*** Opening TEXT BLOCK ***

Seanad debates

Wednesday, 9 February 2005

Overseas Development Aid: Motion.

 

6:00 pm

Photo of David NorrisDavid Norris (Independent)

In those circumstances, it is regrettable that the objective of achieving the 0.7% figure has stalled. For a while it even went backwards. The comparatively small amounts of money involved make it shameful.

I respect that good northside Dublin Taoiseach, Deputy Bertie Ahern. Like the Minister of State, he has the capacity to make one feel as one walks out of his office that one has the sun, the moon and the stars. First, the stars dissolve, then the moonlight dwindles. As things begin to get darker, one finds that one has not got everything one originally believed one had. Ireland has withdrawn from a commitment made by the Taoiseach which is unfortunate and serious. I am sure of his sincerity at the time. However, there was also some politicking as Ireland sought a seat on the UN Security Council. For promising the 0.7% figure, we got all the votes from those little countries. It was clever horse trading at which the Taoiseach is good. However, one must deliver at the end. If one does not, not only is the international community disillusioned but the national community is likewise.

Has the Minister listened to the reports of this dispute between the hospital consultants and the Tánaiste and Minister for Health and Children? I support the Government on this matter. It is laughable that hospital consultants who receive these enormous fees and have 80% of their insurance premia paid by the Government should object to it brokering a good deal from the British insurers. It is a daft dispute. One argument made by the consultants is that one cannot rely on politicians. The first example given was what was described as the welching on the 0.7% overseas development aid target. I doubt too many consultants were actually heartbroken over the matter. However, they used it as an example. The other example used was the matter of the release of Jerry McCabe's killers, which is again off the table. It is interesting that the failure to reach the 0.7% target has entered the public perception as an example of how politicians cannot be trusted.

*** Closing TEXT BLOCK ***

**WHAT THIS EXERCISE ASKS**
[1] In the Seanad debate on overseas development aid, what share of their insurance premia do hospital consultants have paid by the Government?
[2] Why does the speaker in the Seanad debate on overseas development aid call the consultants' objection laughable?
[3] Carry on the Seanad debate on overseas development aid from the point where it stops.

*** Opening INFORMATION GIVEN ***

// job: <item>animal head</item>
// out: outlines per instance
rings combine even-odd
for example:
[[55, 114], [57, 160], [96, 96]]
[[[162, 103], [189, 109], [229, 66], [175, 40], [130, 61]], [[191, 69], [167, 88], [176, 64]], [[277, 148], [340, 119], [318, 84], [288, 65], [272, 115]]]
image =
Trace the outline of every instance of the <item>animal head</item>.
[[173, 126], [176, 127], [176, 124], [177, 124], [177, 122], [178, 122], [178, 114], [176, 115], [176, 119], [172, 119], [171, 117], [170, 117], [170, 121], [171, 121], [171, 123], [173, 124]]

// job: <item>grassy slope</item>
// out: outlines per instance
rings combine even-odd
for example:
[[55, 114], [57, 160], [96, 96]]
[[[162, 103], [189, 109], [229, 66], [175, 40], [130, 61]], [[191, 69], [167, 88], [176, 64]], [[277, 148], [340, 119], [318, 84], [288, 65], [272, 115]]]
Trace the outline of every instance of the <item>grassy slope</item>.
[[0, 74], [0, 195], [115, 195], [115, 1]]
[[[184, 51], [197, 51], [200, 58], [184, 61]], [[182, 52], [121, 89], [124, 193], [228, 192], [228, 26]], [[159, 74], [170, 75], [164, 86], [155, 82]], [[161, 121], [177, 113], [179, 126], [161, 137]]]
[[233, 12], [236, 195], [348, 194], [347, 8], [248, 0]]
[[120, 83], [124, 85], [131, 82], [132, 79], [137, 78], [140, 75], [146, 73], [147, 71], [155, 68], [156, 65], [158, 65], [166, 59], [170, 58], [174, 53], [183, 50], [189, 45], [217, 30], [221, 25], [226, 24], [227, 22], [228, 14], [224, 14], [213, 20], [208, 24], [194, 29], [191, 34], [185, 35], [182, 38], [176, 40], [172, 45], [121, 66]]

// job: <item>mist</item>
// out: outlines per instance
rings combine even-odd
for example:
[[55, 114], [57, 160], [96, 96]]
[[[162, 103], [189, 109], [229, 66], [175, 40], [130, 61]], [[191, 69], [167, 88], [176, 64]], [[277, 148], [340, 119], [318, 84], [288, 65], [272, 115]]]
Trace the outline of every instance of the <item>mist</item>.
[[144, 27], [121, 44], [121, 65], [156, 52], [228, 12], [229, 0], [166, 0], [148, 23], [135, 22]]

*** Closing INFORMATION GIVEN ***

**RESULTS**
[1] 80%

[2] The consultants receive enormous fees and have 80% of their insurance premia paid by the Government. Yet they object to the Government brokering a good deal from the British insurers.

[3]
It is particularly sad when one considers AIDS infection, literacy levels and poverty in the developing world. The number of people infected with AIDS between 1990 and 2000 doubled. This is a horrifying situation when one considers that it is treatable. When AIDS first struck Ireland, I recall attending a procession of funerals for those lovely young people cut down in the flower of their youth in a most awful death. Now, those with AIDS are not dying and look as healthy as any of us because of the advances in drug treatments. The advances made in the West can be copied in Africa. We have the capacity to keep these people alive. Last night a television programme on AIDS in Africa showed an unfortunate little girl left on her own in a village. One marvellous woman, with her fantastic headgear and flamboyance, said that as all these people came to her, she had to take them in to look after them. She did so on nothing. The cost of AIDS treatment in Africa would amount to €150 million a year. Figuratively speaking it would get lost in a hole in one's tooth. This State, and its consumer society, will not miss €150 million a year.

As an independent Senator, I sometimes support the Government and sometimes the Opposition. I often praise the Government for the good work it does in this area. However, I cannot stand this shilly-shallying. The House, through this motion, wants to support the Minister of State in increasing overseas development aid as Deputy O'Donnell did. She was fantastic in doing so and we, along with many Fianna Fáil Members, will support the Minister of State if he tries to do the same.

Some 2.2 million children die each year from a lack of immunisation, a simple injection which costs a few cents. That is where the money could go. Some 1.2 billion people live on less than $1 per day and we in this overblown, bloated economy, bulging with cash, cannot afford €150 million annually to live up to the commitment solemnly given.

That is a pity and the excuse given is bizarre. There is a kind of Swiftian irony involved. Recently I heard the argument that the real problem is that we made the promise when we were comparatively poor, although the Minister of State says the opposite. The argument is that our success means more money is involved in the contribution because it is expressed as a fraction, so that 0.3% is more now because we have a bigger income.